TASK DESCRIPTION:
Give every entry again, exactly as it stands.

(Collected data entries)
——

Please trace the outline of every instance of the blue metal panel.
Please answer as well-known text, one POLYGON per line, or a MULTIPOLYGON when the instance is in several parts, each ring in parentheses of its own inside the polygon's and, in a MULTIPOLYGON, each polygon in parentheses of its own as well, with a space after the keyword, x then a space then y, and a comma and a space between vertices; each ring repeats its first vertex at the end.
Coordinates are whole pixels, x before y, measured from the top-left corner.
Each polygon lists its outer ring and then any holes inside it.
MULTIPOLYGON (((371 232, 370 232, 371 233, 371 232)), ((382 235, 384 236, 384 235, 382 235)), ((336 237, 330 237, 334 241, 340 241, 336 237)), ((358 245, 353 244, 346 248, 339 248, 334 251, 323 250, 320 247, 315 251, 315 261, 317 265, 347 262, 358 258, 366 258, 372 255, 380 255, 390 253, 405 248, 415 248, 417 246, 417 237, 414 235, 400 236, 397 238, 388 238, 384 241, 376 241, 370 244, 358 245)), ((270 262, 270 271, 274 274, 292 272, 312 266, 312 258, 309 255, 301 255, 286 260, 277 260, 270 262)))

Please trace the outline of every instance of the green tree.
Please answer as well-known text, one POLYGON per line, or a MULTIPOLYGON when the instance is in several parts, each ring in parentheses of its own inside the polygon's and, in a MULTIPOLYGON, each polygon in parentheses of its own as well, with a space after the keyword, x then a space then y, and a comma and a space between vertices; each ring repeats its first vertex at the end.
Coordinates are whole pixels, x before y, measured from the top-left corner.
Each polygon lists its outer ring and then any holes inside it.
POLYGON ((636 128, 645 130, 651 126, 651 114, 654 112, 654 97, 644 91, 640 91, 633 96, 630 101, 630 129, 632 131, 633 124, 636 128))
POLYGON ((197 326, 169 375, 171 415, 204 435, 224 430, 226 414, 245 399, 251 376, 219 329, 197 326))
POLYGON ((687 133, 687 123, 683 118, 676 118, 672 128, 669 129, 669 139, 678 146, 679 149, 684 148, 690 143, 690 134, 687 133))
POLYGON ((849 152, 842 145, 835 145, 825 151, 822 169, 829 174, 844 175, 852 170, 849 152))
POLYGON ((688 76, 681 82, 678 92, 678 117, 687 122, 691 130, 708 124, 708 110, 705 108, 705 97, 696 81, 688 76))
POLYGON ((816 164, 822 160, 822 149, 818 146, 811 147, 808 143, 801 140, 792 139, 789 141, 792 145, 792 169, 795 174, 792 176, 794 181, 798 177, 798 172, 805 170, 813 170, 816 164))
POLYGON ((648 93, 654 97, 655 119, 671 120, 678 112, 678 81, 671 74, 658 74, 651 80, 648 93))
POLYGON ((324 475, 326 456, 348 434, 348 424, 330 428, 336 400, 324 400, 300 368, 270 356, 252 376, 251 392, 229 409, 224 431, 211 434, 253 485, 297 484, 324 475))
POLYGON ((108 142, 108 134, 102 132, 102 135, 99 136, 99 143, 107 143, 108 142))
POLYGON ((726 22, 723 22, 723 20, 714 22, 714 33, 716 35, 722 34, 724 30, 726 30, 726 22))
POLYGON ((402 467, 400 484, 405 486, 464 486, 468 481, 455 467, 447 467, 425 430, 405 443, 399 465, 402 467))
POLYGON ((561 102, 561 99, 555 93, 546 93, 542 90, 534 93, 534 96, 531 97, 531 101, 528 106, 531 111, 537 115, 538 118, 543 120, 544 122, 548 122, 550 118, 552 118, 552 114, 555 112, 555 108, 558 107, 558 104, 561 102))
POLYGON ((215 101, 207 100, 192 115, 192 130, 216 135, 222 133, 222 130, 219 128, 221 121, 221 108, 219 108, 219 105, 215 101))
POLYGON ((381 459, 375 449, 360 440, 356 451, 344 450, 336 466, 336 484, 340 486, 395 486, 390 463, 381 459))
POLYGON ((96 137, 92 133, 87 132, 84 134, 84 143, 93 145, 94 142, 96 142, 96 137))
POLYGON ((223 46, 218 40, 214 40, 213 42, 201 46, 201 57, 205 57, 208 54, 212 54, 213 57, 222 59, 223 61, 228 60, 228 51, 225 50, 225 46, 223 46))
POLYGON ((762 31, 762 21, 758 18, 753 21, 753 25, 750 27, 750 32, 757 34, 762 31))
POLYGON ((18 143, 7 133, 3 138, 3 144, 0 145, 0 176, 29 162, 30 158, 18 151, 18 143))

——

RESPONSE TO THIS EXERCISE:
Please trace the outline of every instance of the blue metal panel.
Please answer as well-known text, one POLYGON per line, or a MULTIPOLYGON when the instance is in several parts, each ring in parentheses of its own inside the polygon's and, in a MULTIPOLYGON, each polygon in parentheses of its own as well, with a space after the keyword, x then a space then y, and a comma and a space between vertices; each ring repeats its first vertex at the end.
Coordinates are whole pixels, x before y, measured from the top-left corner.
Each polygon lists its outer ring and then any holes inside it.
MULTIPOLYGON (((371 232, 370 232, 371 233, 371 232)), ((382 235, 384 236, 384 235, 382 235)), ((336 237, 330 237, 334 241, 340 241, 336 237)), ((358 245, 353 244, 346 248, 339 248, 334 251, 323 250, 320 247, 315 251, 315 261, 317 265, 347 262, 358 258, 366 258, 372 255, 380 255, 390 253, 405 248, 415 248, 417 246, 417 237, 414 235, 400 236, 397 238, 388 238, 384 241, 376 241, 370 244, 358 245)), ((270 262, 270 271, 274 274, 292 272, 312 266, 312 258, 309 255, 301 255, 286 260, 277 260, 270 262)))

Please trace the outline of every instance of the green tree.
Please answer as well-known text, one POLYGON per line, or a MULTIPOLYGON when the instance is in several parts, each ring in parentheses of its own inside the polygon's and, in a MULTIPOLYGON, each polygon in parentheses of its own as well, with a space after the keyword, x then a space then y, and a comma and a space between vertices; each ring repeats its first vertex at the end.
Coordinates are whole pixels, x before y, measured from the top-left corner.
Each polygon lists its outer ring and then any holes inside it.
POLYGON ((636 128, 645 130, 651 126, 651 114, 654 112, 654 97, 644 91, 640 91, 633 96, 630 101, 630 129, 632 131, 633 124, 636 128))
POLYGON ((197 326, 169 375, 171 415, 204 435, 224 430, 226 414, 245 399, 251 376, 219 329, 197 326))
POLYGON ((687 133, 687 123, 683 118, 676 118, 672 128, 669 129, 669 139, 678 146, 679 149, 684 148, 690 143, 690 134, 687 133))
POLYGON ((849 152, 842 145, 835 145, 825 151, 822 169, 829 174, 844 175, 852 170, 849 152))
POLYGON ((688 76, 681 82, 678 92, 678 117, 687 122, 691 130, 708 124, 708 110, 705 108, 705 97, 696 81, 688 76))
POLYGON ((816 164, 822 160, 822 149, 818 146, 811 147, 808 143, 801 140, 792 139, 789 141, 792 145, 792 169, 795 174, 792 176, 794 181, 798 177, 798 172, 805 170, 813 170, 816 164))
POLYGON ((648 93, 654 97, 655 119, 671 120, 678 112, 678 81, 671 74, 658 74, 651 80, 648 93))
POLYGON ((324 475, 326 456, 348 434, 348 424, 330 428, 336 400, 324 400, 300 368, 270 356, 252 376, 251 392, 229 409, 224 431, 211 434, 253 485, 297 484, 324 475))
POLYGON ((108 142, 108 134, 102 132, 102 135, 99 136, 99 143, 107 143, 108 142))
POLYGON ((726 22, 723 22, 723 20, 714 22, 714 33, 716 35, 722 34, 724 30, 726 30, 726 22))
POLYGON ((402 467, 400 484, 405 486, 464 486, 468 481, 455 467, 447 467, 425 430, 405 443, 399 465, 402 467))
POLYGON ((561 102, 561 99, 555 93, 546 93, 542 90, 534 93, 534 96, 531 97, 531 101, 528 106, 531 111, 537 115, 538 118, 543 120, 544 122, 548 122, 550 118, 552 118, 552 114, 555 112, 555 108, 558 107, 558 104, 561 102))
POLYGON ((215 101, 207 100, 192 115, 192 130, 216 135, 222 133, 222 130, 219 128, 221 121, 221 108, 219 108, 219 105, 215 101))
POLYGON ((381 459, 375 449, 360 440, 356 451, 344 450, 336 466, 336 484, 340 486, 395 486, 390 463, 381 459))
POLYGON ((96 137, 92 133, 87 132, 84 134, 84 143, 93 145, 94 142, 96 142, 96 137))
POLYGON ((223 46, 218 40, 214 40, 213 42, 201 46, 201 57, 205 57, 208 54, 212 54, 213 57, 222 59, 223 61, 228 60, 228 51, 225 50, 225 46, 223 46))
POLYGON ((762 31, 762 21, 758 18, 753 21, 753 25, 750 27, 750 32, 757 34, 762 31))
POLYGON ((18 143, 7 133, 3 138, 3 144, 0 145, 0 176, 29 162, 30 158, 18 151, 18 143))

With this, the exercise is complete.